- _Extract to read_
--------------------

Nobody Benefits from a Nuclear-Armed South Korea

Last week’s announcement that the U.S.-South Korea nuclear cooperation agreement would be extended for two additional years dashes the hopes of those South Korean hawks who seek to make their country a nuclear weapons state, at least for the time being. Indeed, the prospect of a nuclear-armed South Korea was so alarming to some that The New York Times ten days earlier published an editorial that came out against a nuclear cooperation agreement that would allow South Korea to enrich uranium and reprocess U.S.-sourced fuel rods to separate plutonium. For many readers, this might have caused a double take when North Korea has been leading the headlines as the region’s nuclear problem. What’s going on?

Simply put, South Korea has been seeking permission from the United States that would grant it access to technology for producing weapons-grade fissile material. The requested technology could in a relatively short order allow it to manufacture a nuclear weapon. Given North Korea’s bellicose behavior, the activities requested by the South are problematic. A more nuclear-capable South Korea would undercut U.S. efforts to dismantle North Korea’s nuclear program, conforming to the terms of a 1992 North-South denuclearization declaration.

So why would the U.S be willing to talk about allowing more nuclear activity in South Korea?      

Primarily, it’s because the agreement isn’t solely about security or non-proliferation. Allowing the South to have a complete nuclear fuel cycle would bring economic and political benefits to a stalwart regional ally.

South Korea is increasingly dependent on nuclear energy and aims to operate 38 reactors by 2030. A pressing problem for South Korea is how to handle the nuclear waste their reactors produce. So far, it has been stored, but storage space is running out quickly. South Korea is also on its way to becoming a huge exporter of civilian nuclear technology, having recently won a massive $20 billion contract with the UAE. The enhanced enrichment capacity they have been attempting to negotiate under a new agreement would allow them to produce their own nuclear fuel. Reprocessing capacity could help South Korea mitigate its waste storage problems and offer a revenue stream from the produced fuels.

--------------------

- _Given data_
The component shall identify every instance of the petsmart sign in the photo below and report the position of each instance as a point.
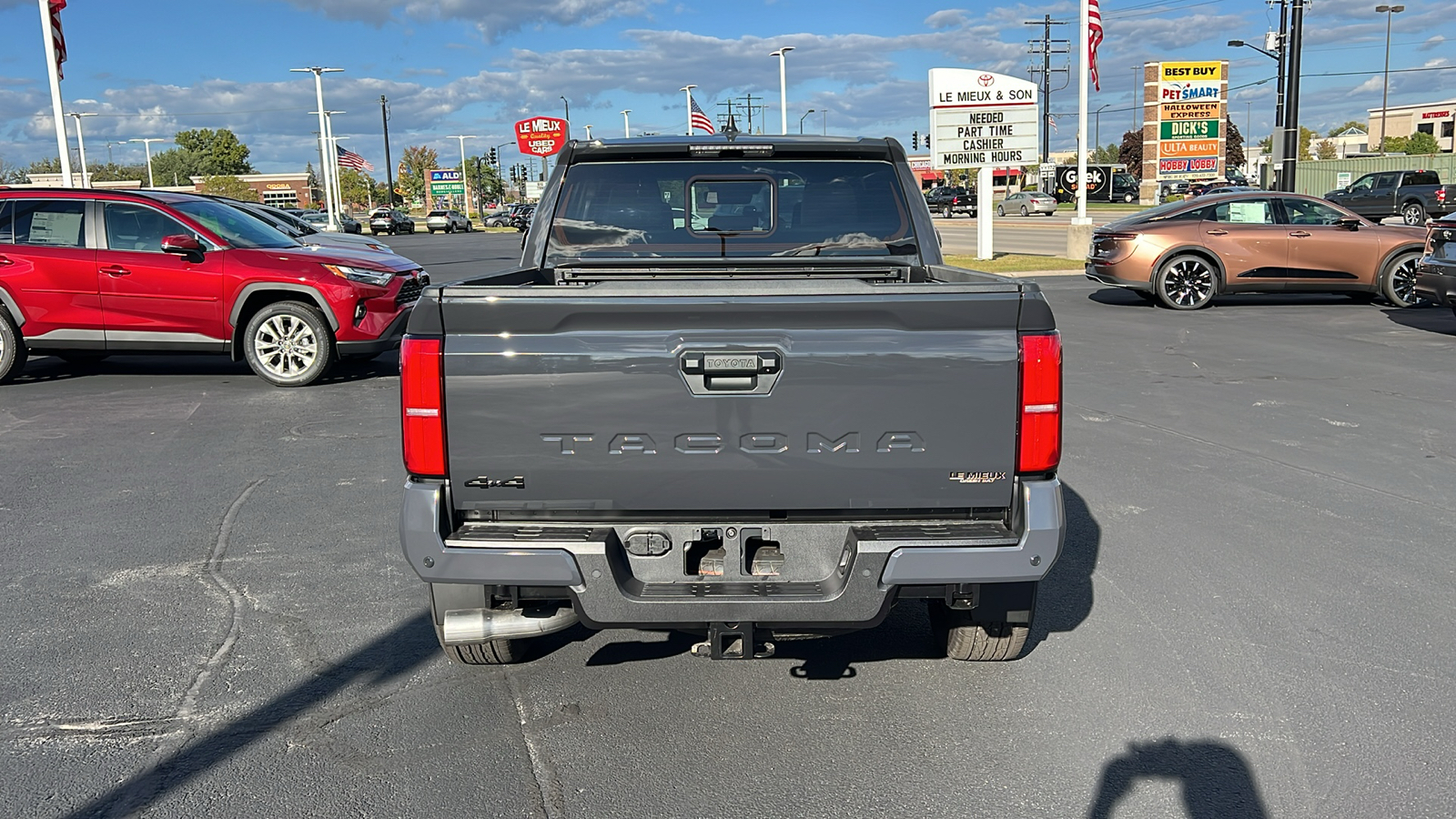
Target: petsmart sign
(1191, 99)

--------------------

- _What this exercise asks_
[1] In the article on a nuclear-armed South Korea, rewrite the paragraph that begins "South Korea is increasingly dependent" as a short bulleted list, keeping its main facts.
[2] Answer these from the article on a nuclear-armed South Korea:
(a) For how many additional years is the U.S.-South Korea nuclear cooperation agreement being extended?
(b) In what year was the North-South denuclearization declaration made?
(c) How many reactors does South Korea aim to operate by 2030?
[3] Write out the article on a nuclear-armed South Korea exactly, from "South Korea is increasingly" to "the produced fuels.".

- _Responses to the exercise_
[1]
- South Korea relies more and more on nuclear energy and plans to run 38 reactors by 2030.
- Its reactors' nuclear waste has so far been stored, but storage space is running out fast.
- It is becoming a major exporter of civilian nuclear technology and recently won a $20 billion contract with the UAE.
- Greater enrichment capacity under a new agreement would let it produce its own nuclear fuel.
- Reprocessing capacity could ease its waste storage problems and bring in revenue from the fuels produced.

[2]
(a) Two years.
(b) 1992.
(c) 38.

[3]
South Korea is increasingly dependent on nuclear energy and aims to operate 38 reactors by 2030. A pressing problem for South Korea is how to handle the nuclear waste their reactors produce. So far, it has been stored, but storage space is running out quickly. South Korea is also on its way to becoming a huge exporter of civilian nuclear technology, having recently won a massive $20 billion contract with the UAE. The enhanced enrichment capacity they have been attempting to negotiate under a new agreement would allow them to produce their own nuclear fuel. Reprocessing capacity could help South Korea mitigate its waste storage problems and offer a revenue stream from the produced fuels.